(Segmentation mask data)
--
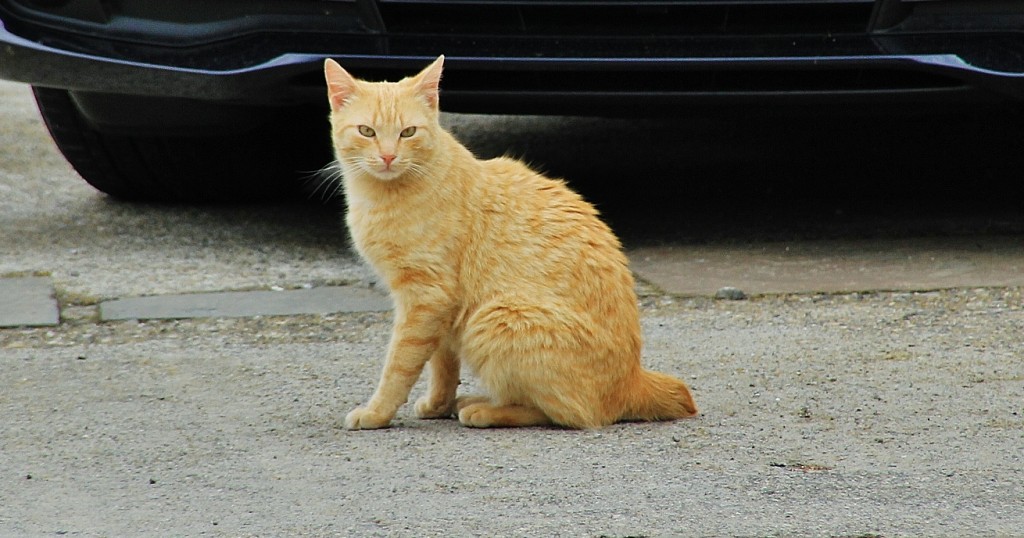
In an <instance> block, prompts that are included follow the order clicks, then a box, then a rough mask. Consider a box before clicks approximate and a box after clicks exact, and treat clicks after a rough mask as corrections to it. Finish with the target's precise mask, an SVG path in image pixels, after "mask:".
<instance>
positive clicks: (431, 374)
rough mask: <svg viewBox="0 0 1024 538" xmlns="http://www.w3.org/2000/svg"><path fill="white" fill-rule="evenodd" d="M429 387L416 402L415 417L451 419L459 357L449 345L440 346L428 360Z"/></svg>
mask: <svg viewBox="0 0 1024 538" xmlns="http://www.w3.org/2000/svg"><path fill="white" fill-rule="evenodd" d="M429 365H430V385H429V387H428V388H427V394H426V395H424V396H423V397H422V398H420V399H419V400H417V401H416V416H418V417H420V418H452V416H453V415H454V414H455V395H456V390H457V389H458V387H459V382H460V381H459V356H458V355H456V354H455V351H453V350H452V347H451V346H450V345H441V346H440V347H438V348H437V351H436V353H434V356H433V357H431V358H430V363H429Z"/></svg>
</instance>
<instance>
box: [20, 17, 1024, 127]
mask: <svg viewBox="0 0 1024 538" xmlns="http://www.w3.org/2000/svg"><path fill="white" fill-rule="evenodd" d="M176 4H184V3H181V2H167V1H158V0H138V1H135V2H131V1H127V0H126V1H124V2H120V3H119V4H118V5H119V6H122V7H121V8H120V9H121V11H116V12H115V11H113V10H114V8H112V7H110V6H111V5H113V4H112V3H108V2H100V1H98V0H70V1H59V0H58V1H52V0H47V1H42V0H0V78H5V79H10V80H16V81H22V82H26V83H30V84H33V85H39V86H46V87H55V88H65V89H69V90H72V91H74V92H83V93H104V94H123V95H135V96H153V97H179V98H187V99H200V100H210V101H218V102H233V104H239V105H259V106H263V105H274V106H287V105H296V104H305V102H318V101H319V100H321V99H323V83H322V75H321V73H322V65H323V59H324V57H327V56H331V57H334V58H336V59H338V60H339V61H341V63H342V65H344V66H345V67H346V68H348V69H350V70H351V71H352V72H353V73H355V74H356V75H359V76H362V77H368V78H379V79H383V78H388V79H393V78H396V77H400V76H402V75H406V74H409V73H411V72H413V71H414V70H416V69H418V68H420V67H422V65H424V64H425V63H427V61H429V60H430V59H432V58H433V57H435V56H436V55H437V54H440V53H443V54H445V56H446V61H445V78H444V100H445V108H446V109H447V110H452V111H463V112H499V113H545V114H577V113H610V112H615V111H616V110H617V111H621V112H627V113H638V112H641V111H647V112H652V113H655V114H657V113H659V112H663V111H665V110H666V109H669V108H676V107H694V106H705V105H708V106H713V105H723V104H743V102H746V104H757V105H760V106H770V105H772V104H778V105H781V104H795V105H798V104H807V102H812V101H818V102H851V101H860V102H919V104H920V102H937V101H942V102H978V101H988V102H1000V104H1001V102H1020V101H1022V100H1024V1H1022V2H1016V3H1015V2H994V1H993V2H989V1H987V0H968V1H959V0H936V1H908V0H877V1H859V0H846V1H839V2H828V1H822V0H804V1H800V0H792V1H790V2H785V1H783V2H778V1H774V2H772V1H765V0H751V1H748V2H740V1H738V0H737V1H730V2H722V1H717V2H716V1H714V0H708V1H703V2H700V1H684V2H671V1H669V2H650V3H648V2H639V3H633V4H635V5H642V6H643V8H641V7H634V6H633V5H629V4H630V3H629V2H613V1H607V2H587V1H584V2H579V3H577V4H569V3H568V2H550V1H549V2H543V1H536V0H535V1H525V2H503V1H492V2H482V1H481V2H473V1H471V0H466V1H462V2H430V1H424V0H420V1H415V0H409V1H406V0H402V1H388V0H376V1H374V0H357V1H348V2H332V1H319V2H314V1H299V0H293V1H289V0H276V1H272V2H254V1H253V2H249V3H248V4H247V3H246V2H242V3H240V2H230V1H211V2H199V3H188V4H190V5H189V6H188V9H191V10H194V11H197V12H187V11H182V9H181V8H176V9H175V8H174V7H175V5H176ZM779 5H781V6H783V7H784V8H785V9H784V10H782V11H777V10H776V9H777V8H778V6H779ZM83 6H85V7H83ZM132 6H134V9H133V8H132ZM141 6H146V7H144V8H143V7H141ZM161 6H163V11H162V10H161ZM203 6H206V7H203ZM247 6H248V7H247ZM602 6H603V7H602ZM609 6H610V7H609ZM834 7H837V8H839V9H842V11H837V12H835V13H834V12H831V11H829V9H831V8H834ZM257 11H258V13H257ZM595 13H597V14H596V15H595ZM545 17H548V18H550V17H555V18H557V17H560V18H558V19H557V20H553V22H552V20H548V22H547V23H539V20H543V19H545ZM730 17H732V19H737V18H738V19H741V20H743V23H742V24H739V23H730V22H729V20H730ZM743 17H745V19H744V18H743ZM618 22H621V23H622V24H621V25H620V24H617V23H618Z"/></svg>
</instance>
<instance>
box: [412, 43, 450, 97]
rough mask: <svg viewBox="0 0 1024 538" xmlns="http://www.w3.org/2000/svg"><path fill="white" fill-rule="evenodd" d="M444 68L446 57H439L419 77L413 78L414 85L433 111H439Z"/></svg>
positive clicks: (424, 70) (421, 73) (420, 73)
mask: <svg viewBox="0 0 1024 538" xmlns="http://www.w3.org/2000/svg"><path fill="white" fill-rule="evenodd" d="M443 67H444V55H443V54H441V55H440V56H437V59H435V60H434V63H433V64H431V65H429V66H427V68H426V69H424V70H423V71H421V72H420V74H419V75H417V76H416V77H413V83H414V84H415V85H416V89H417V91H418V92H419V94H420V95H421V96H422V97H423V98H424V99H426V101H427V105H429V106H430V108H431V109H433V110H435V111H436V110H437V102H438V100H439V94H440V84H441V68H443Z"/></svg>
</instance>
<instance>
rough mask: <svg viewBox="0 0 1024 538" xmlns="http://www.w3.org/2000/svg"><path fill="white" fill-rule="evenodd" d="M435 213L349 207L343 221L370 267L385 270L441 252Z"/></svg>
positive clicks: (374, 207) (352, 238) (370, 206)
mask: <svg viewBox="0 0 1024 538" xmlns="http://www.w3.org/2000/svg"><path fill="white" fill-rule="evenodd" d="M435 213H436V212H433V214H432V212H430V211H424V210H423V209H422V208H416V207H408V208H398V207H381V206H379V205H373V204H350V205H349V209H348V212H347V214H346V218H345V220H346V222H347V224H348V230H349V234H350V235H351V238H352V243H353V244H354V246H355V248H356V250H358V252H359V253H360V254H361V255H362V257H364V258H366V259H367V260H368V261H370V262H371V263H373V264H374V265H376V266H378V267H379V268H386V266H387V265H392V264H406V263H408V262H409V261H412V260H415V259H418V258H424V257H427V258H433V257H435V256H436V253H437V252H438V251H439V250H442V249H443V246H442V243H443V241H442V239H441V235H439V234H437V225H438V224H437V218H436V216H437V215H436V214H435Z"/></svg>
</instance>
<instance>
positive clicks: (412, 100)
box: [324, 56, 444, 181]
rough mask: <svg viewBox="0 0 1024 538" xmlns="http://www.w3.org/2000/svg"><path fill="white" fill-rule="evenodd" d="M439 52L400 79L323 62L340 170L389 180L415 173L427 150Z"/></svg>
mask: <svg viewBox="0 0 1024 538" xmlns="http://www.w3.org/2000/svg"><path fill="white" fill-rule="evenodd" d="M443 63H444V56H439V57H438V58H437V59H436V60H434V63H433V64H431V65H430V66H428V67H427V68H426V69H424V70H423V71H422V72H420V74H419V75H416V76H415V77H409V78H406V79H402V80H401V81H399V82H367V81H364V80H359V79H356V78H354V77H352V76H351V75H349V74H348V72H346V71H345V70H344V69H342V68H341V66H339V65H338V64H337V63H336V61H334V60H333V59H330V58H329V59H327V60H326V61H325V64H324V72H325V75H326V77H327V86H328V98H329V100H330V102H331V125H332V136H333V139H334V147H335V153H336V155H337V157H338V161H339V163H340V164H341V168H342V170H344V171H345V173H348V174H352V173H362V174H369V175H371V176H373V177H375V178H377V179H380V180H385V181H390V180H393V179H397V178H399V177H402V176H404V175H407V174H412V175H415V174H416V172H418V171H421V170H422V166H423V164H424V163H425V162H426V161H428V160H429V159H430V157H431V155H432V151H433V147H434V143H435V137H436V136H437V134H438V130H439V129H440V127H439V126H438V123H437V120H438V115H439V112H438V106H437V98H438V84H439V83H440V78H441V66H442V65H443Z"/></svg>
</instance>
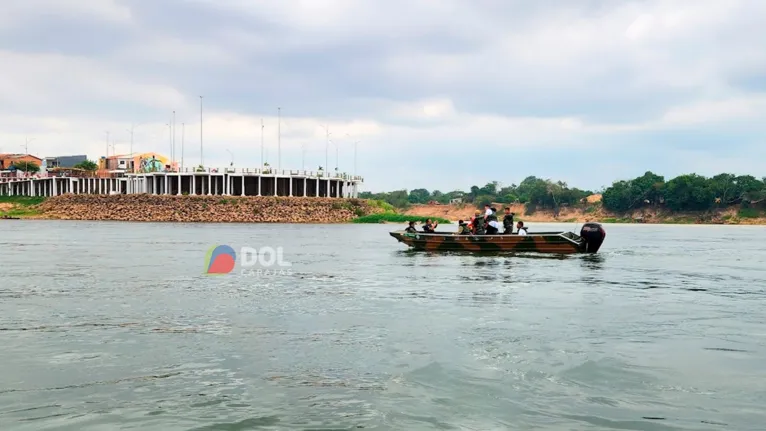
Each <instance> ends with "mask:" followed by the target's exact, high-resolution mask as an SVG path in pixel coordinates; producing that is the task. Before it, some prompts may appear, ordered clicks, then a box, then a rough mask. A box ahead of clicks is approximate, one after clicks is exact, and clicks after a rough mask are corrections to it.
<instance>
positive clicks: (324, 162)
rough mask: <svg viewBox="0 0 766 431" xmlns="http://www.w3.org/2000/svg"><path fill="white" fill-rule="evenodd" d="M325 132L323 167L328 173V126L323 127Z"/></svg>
--
» **YOUR TASK**:
The answer should be a single number: the count of lines in the records that hold the string "with".

» **RESPONSE AREA**:
2